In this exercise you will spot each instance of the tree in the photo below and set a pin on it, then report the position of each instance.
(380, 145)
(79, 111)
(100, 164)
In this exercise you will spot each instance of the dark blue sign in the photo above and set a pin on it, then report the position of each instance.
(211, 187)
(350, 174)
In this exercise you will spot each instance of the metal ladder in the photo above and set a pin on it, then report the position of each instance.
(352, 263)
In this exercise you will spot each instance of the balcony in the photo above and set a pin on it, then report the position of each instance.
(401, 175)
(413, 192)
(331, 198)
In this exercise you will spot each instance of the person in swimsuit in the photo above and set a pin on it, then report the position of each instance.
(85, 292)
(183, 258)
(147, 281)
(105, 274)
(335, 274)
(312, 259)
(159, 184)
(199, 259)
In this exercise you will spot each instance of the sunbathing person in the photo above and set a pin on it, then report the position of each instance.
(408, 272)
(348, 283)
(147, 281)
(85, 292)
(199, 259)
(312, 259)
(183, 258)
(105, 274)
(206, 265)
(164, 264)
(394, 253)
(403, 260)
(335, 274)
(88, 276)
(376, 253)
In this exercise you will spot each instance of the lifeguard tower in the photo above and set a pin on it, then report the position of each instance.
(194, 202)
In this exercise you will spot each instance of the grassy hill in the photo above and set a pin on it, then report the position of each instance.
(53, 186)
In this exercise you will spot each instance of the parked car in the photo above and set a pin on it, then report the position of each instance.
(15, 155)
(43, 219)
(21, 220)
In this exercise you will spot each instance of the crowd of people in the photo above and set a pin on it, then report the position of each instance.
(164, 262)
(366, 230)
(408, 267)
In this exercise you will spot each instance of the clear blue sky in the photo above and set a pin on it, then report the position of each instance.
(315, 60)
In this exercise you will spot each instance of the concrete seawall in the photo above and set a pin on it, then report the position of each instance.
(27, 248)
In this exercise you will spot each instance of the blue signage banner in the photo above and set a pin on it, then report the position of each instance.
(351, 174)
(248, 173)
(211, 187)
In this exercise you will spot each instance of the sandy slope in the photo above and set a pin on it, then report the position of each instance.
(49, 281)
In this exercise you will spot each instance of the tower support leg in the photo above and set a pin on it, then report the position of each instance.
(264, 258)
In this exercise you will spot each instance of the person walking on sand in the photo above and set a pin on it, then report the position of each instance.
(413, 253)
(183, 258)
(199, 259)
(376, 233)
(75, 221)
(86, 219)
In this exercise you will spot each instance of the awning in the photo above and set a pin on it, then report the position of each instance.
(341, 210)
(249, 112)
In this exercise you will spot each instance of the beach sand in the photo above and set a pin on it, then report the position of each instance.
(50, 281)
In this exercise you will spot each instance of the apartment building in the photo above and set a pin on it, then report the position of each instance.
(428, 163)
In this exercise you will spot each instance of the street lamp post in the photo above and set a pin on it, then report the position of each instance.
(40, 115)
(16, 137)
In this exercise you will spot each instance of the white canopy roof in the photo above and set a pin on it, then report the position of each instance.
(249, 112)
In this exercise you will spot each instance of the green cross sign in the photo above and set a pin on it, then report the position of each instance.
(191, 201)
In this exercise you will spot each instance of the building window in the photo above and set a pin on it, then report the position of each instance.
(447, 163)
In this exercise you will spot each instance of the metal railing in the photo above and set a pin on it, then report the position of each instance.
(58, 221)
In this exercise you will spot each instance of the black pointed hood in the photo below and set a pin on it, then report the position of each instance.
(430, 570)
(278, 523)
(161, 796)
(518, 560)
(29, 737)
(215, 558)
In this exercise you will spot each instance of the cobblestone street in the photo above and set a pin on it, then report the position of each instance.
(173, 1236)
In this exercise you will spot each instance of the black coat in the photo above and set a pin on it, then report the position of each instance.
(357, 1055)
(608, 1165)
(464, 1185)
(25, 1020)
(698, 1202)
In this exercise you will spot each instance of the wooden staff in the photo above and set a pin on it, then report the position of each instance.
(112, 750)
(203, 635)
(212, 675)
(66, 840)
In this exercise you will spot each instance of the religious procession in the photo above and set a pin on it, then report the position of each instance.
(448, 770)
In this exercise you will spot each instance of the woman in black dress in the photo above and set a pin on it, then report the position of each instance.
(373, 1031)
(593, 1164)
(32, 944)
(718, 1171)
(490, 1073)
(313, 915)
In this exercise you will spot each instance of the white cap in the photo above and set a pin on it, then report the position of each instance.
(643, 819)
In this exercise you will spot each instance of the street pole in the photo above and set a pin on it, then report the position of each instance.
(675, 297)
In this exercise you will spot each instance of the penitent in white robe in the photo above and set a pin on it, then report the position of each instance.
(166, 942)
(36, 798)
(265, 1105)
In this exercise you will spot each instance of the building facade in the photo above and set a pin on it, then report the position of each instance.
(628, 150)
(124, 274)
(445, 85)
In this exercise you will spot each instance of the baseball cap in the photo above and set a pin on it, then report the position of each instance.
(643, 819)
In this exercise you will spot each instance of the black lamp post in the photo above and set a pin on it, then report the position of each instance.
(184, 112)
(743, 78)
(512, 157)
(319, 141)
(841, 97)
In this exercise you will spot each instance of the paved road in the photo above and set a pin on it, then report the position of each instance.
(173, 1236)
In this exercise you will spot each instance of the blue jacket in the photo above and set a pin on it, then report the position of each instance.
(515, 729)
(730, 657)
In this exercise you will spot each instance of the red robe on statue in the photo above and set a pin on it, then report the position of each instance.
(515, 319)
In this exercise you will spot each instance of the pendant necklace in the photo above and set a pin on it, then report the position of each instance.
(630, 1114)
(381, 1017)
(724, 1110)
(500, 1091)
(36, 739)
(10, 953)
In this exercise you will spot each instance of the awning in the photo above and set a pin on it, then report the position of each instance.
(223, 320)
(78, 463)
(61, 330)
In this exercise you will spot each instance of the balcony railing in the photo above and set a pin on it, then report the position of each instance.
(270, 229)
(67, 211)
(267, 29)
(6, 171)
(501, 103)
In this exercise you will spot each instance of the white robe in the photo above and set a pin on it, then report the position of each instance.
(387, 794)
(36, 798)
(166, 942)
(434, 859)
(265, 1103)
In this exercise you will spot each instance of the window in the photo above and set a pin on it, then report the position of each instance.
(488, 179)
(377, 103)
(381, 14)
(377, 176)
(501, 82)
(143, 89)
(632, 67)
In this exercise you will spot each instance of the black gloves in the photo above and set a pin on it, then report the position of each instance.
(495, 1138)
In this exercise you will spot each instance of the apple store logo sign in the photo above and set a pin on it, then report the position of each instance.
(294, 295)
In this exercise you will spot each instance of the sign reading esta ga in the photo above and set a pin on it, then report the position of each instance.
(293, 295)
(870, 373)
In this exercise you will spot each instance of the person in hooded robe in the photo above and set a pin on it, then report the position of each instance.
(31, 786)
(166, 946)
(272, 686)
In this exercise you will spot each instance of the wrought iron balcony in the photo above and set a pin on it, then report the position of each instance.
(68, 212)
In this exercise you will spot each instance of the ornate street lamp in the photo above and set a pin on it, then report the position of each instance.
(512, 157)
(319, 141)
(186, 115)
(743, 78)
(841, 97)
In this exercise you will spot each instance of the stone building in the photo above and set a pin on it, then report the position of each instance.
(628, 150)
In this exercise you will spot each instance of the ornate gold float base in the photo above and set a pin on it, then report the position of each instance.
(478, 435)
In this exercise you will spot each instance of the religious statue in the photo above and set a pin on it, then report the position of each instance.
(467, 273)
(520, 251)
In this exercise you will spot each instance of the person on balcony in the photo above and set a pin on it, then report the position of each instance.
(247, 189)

—————

Your objective >> Your task is to extract all of the records exactly.

Solution below >>
In this exercise you will spot each instance of the tree in the photo below and set a pin on it, then report the position of each instance.
(380, 145)
(79, 111)
(100, 164)
In this exercise you will spot each instance of the dark blue sign in the photo above and set a pin on it, then report the position of each instance.
(211, 187)
(350, 174)
In this exercise you will spot each instance of the metal ladder in the photo above and set a pin on it, then report the position of each instance.
(352, 263)
In this exercise you will spot each instance of the balcony in the photo above and set a pin on it, then report the position of each instance.
(401, 175)
(413, 192)
(331, 198)
In this exercise you will spot each instance of the person in swimsuit in the photo above and set a pin on it, then report the position of each instance.
(85, 292)
(183, 258)
(147, 281)
(105, 274)
(335, 274)
(312, 259)
(159, 184)
(199, 259)
In this exercise you will spot each instance of the sunbathing person in the photo above and set a pin on it, then report the position of each instance.
(408, 272)
(348, 283)
(147, 281)
(85, 292)
(199, 259)
(312, 259)
(183, 258)
(105, 274)
(206, 265)
(164, 264)
(394, 253)
(403, 260)
(335, 274)
(88, 276)
(376, 253)
In this exercise you will spot each instance of the lifeguard tower in the photo above and set a pin on it, then report the position of each instance.
(194, 202)
In this exercise you will spot each instance of the grassy hill in the photo above and set a pin on it, then report the position of each instance.
(53, 186)
In this exercise you will spot each instance of the parked car in the photo above and set a pin on it, then report the position of each instance.
(15, 155)
(43, 219)
(21, 220)
In this exercise you will spot each instance of the crowd of people in the photo above and set a pin on it, then report the position of each instance.
(164, 262)
(366, 230)
(408, 267)
In this exercise you will spot each instance of the clear blue sky in the photo above and set a pin on it, then report the position of each instance.
(315, 60)
In this exercise you will spot each instance of the concrete seawall in the photo above and set a pin on it, then report the position of each instance.
(27, 248)
In this exercise you will spot each instance of the blue signage banner in the photo above and set a pin on it, then report the position of each instance.
(351, 174)
(248, 173)
(211, 187)
In this exercise you will spot each instance of the sandy slope in the photo above and set a pin on it, then report the position of each instance.
(49, 281)
In this exercise you will spot each instance of the tower support leg in the photo above and set a pin on it, then report the position of each instance.
(264, 258)
In this exercise you will spot each instance of the person walking on sand in the photo above and set a pin on it, then report the position of each instance.
(413, 253)
(183, 258)
(199, 259)
(376, 233)
(75, 221)
(86, 219)
In this exercise you will spot each instance of the awning in the photo above and set a pin on it, then report the position of each instance.
(341, 210)
(249, 112)
In this exercise you will spot each instance of the beach sand in the photo above and set a pin on it, then report the position of each instance.
(50, 281)
In this exercise you will spot each instance of the apartment building in the photo above and set a pin on it, then report the position of each instance.
(428, 163)
In this exercise you will spot each instance of the street lamp post in the photo above and set a pin on it, then report the position of each instance.
(40, 115)
(16, 137)
In this exercise you will spot each instance of the white canopy roof in the photo above and set a pin on it, then report the position of each instance.
(249, 112)
In this exercise you will spot each instance of the green cross sign in the photo above and set a pin on it, then report the position of each instance.
(191, 201)
In this exercise you will spot each instance of the building window in the photo above and set a pin on it, then report the position of each instance.
(447, 163)
In this exercise you will spot each instance of the metal railing in the photo above and set a pin on it, then report the position of each instance.
(58, 221)
In this exercise you will spot each instance of the black pointed hood in the photo below and set a pin on it, then report the position of each instance.
(430, 570)
(278, 523)
(161, 796)
(518, 560)
(29, 737)
(215, 558)
In this exercise you will spot each instance of the cobblestone street in the photo above and set a pin on it, then report the position of each instance.
(173, 1236)
In this exercise you will spot each instance of the black coat in the photo above and set a pin on it, then report the position of each instance.
(357, 1055)
(608, 1165)
(464, 1185)
(25, 1020)
(698, 1202)
In this exercise you will spot each instance of the wooden staff in the photo above and set a pin on it, then report the position of each instance.
(112, 750)
(203, 635)
(212, 675)
(66, 840)
In this exercise you will spot each instance of the religious procession in the photo above and set a pin on it, then report the position of each instance.
(448, 770)
In this exercise you will spot each instance of the woman in black dress in the photo above and set a pin on it, then report the position of each instance.
(373, 1031)
(593, 1164)
(32, 944)
(718, 1171)
(490, 1073)
(313, 915)
In this exercise you will spot each instance of the white cap in the photo above and set a pin on it, then report the position of each instance.
(643, 819)
In this exercise you will spot each instance of the street pole in the photo above and set a pin on it, then report the position of each instance.
(675, 297)
In this exercise you will spot each instance of the penitent in white robe in the photo above and set a pin on it, then report the position of each instance.
(166, 942)
(36, 798)
(265, 1105)
In this exercise you will spot each instance of the building facade in the photo above and set a pin on it, then report the position of each instance.
(628, 150)
(124, 274)
(445, 85)
In this exercise you will spot each instance of the baseball cap in the photo above and set a pin on it, then report the position of each instance.
(643, 819)
In this exercise you will spot each instance of the black lamp post in the photo above and set a pin on it, then report the position of each instance.
(184, 112)
(743, 78)
(512, 157)
(319, 141)
(841, 97)
In this exercise you will spot each instance of the paved road in the photo above and set a pin on it, then report the position of each instance.
(173, 1236)
In this exercise you will spot each instance of the blue jacket in the photo above and set a pin on it, then report the position of each instance.
(515, 729)
(730, 657)
In this exercise you will spot each instance of the red robe on statue in the photo above and set a pin on it, then report the position of each instance.
(515, 319)
In this exercise you will spot each instance of the pendant necklace in the photo above and set a pin on it, then report the position of each instance.
(630, 1114)
(381, 1017)
(724, 1110)
(500, 1091)
(36, 739)
(10, 953)
In this exercise you will spot each instance of the awning in the photo above and set a pin on it, then report the position of each instance.
(223, 320)
(78, 463)
(61, 330)
In this exercise you will spot each instance of the balcony railing in the photo above and set a pin on it, then report the position of each instance.
(270, 229)
(67, 211)
(267, 29)
(6, 171)
(501, 103)
In this exercise you will spot each instance of the white robe in the photo above and set a pin on it, then report the position of each instance.
(387, 794)
(36, 798)
(166, 942)
(434, 859)
(265, 1103)
In this exercise you will spot each instance of the window in the photo above and set a pin on it, then report the position of each instance.
(488, 179)
(377, 103)
(381, 14)
(377, 176)
(501, 82)
(143, 89)
(632, 67)
In this exercise you will spot each instance of the black gloves in the photo above and set a pin on it, then report the position of each instance.
(495, 1138)
In this exercise you will spot each instance of the apple store logo sign in the photo above and set a pin on it, then report the position of each instance.
(294, 295)
In this exercise you will spot each instance of the sign reading esta ga in the photo above and set a pin on it, then report the position of each instance.
(293, 295)
(870, 373)
In this exercise you will spot each instance of the person in hooded robe in the photo above and set a pin on it, then report the position of each instance.
(31, 786)
(166, 946)
(272, 686)
In this exercise you will spot each instance of the wrought iron balcony in the photo above and set a pin on it, then report the position of each instance.
(68, 212)
In this exercise you will spot each instance of the ornate street lamp in the photo above and set a pin on it, then report the position of each instance.
(512, 157)
(319, 141)
(186, 115)
(743, 78)
(841, 97)
In this exercise you will spot each instance of the stone building in the photo above and set a pin on it, then report the position of each instance.
(628, 150)
In this exercise you will spot each instance of the ornate gold float base in the photo above and set a pin on it, then report the position of each instance.
(478, 435)
In this exercise you will spot each instance of the religious statue in the photo above and set a pin on it, then report the position of each instance.
(467, 273)
(520, 251)
In this exercise you will spot each instance of the person on balcony in the photo above and set a pin on it, then report the position of each instance.
(247, 189)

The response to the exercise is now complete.